» **Data shown**:

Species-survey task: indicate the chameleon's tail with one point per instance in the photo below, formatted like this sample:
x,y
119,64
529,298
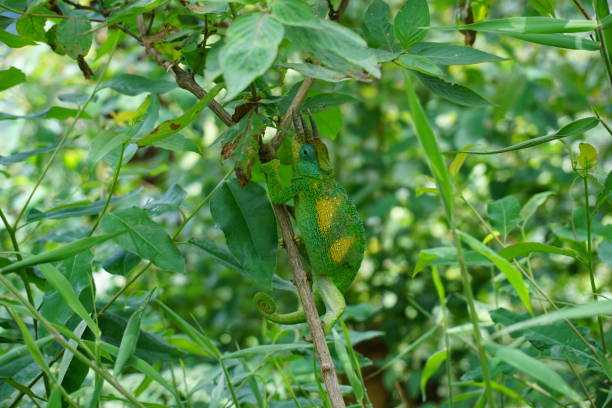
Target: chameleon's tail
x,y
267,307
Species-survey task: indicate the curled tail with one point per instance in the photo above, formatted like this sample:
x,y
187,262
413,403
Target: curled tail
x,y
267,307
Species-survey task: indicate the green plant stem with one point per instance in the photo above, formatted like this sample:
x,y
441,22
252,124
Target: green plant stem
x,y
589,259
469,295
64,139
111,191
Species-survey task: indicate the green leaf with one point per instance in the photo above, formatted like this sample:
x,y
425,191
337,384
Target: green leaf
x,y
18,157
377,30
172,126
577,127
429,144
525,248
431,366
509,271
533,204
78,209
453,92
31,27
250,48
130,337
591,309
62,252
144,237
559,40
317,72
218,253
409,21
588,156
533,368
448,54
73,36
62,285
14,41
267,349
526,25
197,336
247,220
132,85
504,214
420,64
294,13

==

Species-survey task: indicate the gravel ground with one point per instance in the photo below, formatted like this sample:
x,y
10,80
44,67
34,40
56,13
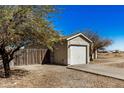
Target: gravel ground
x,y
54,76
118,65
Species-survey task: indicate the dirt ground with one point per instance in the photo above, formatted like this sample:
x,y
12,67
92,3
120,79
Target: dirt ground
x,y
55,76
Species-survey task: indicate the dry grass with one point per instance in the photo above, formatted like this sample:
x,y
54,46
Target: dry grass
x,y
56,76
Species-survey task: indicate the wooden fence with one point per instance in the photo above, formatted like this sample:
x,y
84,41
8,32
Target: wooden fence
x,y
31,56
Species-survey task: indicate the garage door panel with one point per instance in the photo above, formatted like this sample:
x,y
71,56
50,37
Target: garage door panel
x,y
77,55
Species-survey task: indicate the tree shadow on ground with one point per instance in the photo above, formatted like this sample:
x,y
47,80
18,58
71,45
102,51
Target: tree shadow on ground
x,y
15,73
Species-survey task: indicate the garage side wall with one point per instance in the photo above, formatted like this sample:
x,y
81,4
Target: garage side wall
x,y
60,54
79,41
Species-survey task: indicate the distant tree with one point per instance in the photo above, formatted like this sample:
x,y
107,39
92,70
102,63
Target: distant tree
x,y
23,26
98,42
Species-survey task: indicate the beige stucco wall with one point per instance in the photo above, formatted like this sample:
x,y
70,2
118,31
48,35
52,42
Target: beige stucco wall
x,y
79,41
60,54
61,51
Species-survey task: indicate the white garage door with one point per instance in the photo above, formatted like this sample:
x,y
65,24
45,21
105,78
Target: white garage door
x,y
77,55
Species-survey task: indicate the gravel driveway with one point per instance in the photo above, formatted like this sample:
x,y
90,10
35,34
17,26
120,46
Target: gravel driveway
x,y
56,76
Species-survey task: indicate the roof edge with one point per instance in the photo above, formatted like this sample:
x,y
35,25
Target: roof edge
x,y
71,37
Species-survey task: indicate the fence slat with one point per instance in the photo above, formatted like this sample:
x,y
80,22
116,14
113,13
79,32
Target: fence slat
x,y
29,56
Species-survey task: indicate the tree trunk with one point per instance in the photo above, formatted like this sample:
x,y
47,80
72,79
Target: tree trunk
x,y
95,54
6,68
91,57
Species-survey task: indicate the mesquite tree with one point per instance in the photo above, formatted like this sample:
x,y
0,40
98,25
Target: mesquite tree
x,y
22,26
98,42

==

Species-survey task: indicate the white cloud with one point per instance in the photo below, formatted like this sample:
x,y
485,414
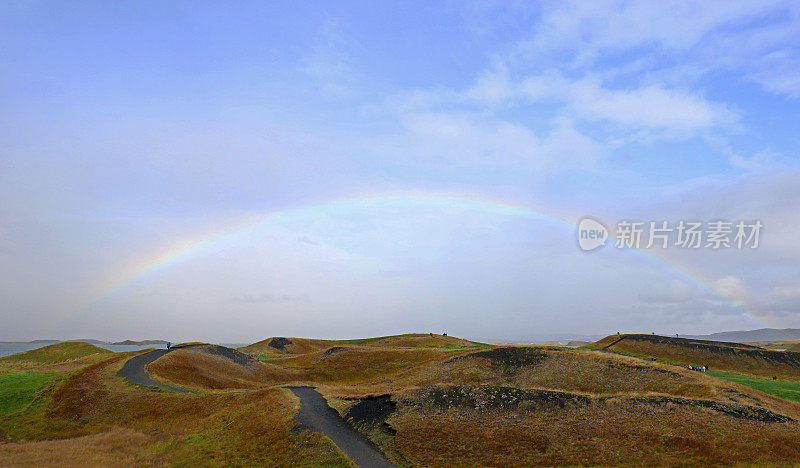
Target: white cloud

» **Exercise brief**: Could you write out everything from the line containing "Species-survey task: indicate the white cloud" down to the line containing "Target: white cloud", substituting "storm cloud" for "white cloud" and keeping all else unchanged? Leave the picture out.

» **Exercise response**:
Species-survey task: indicate the storm cloud with one point per instance in the photo below, formatted like this sample:
x,y
485,414
Target: storm cloud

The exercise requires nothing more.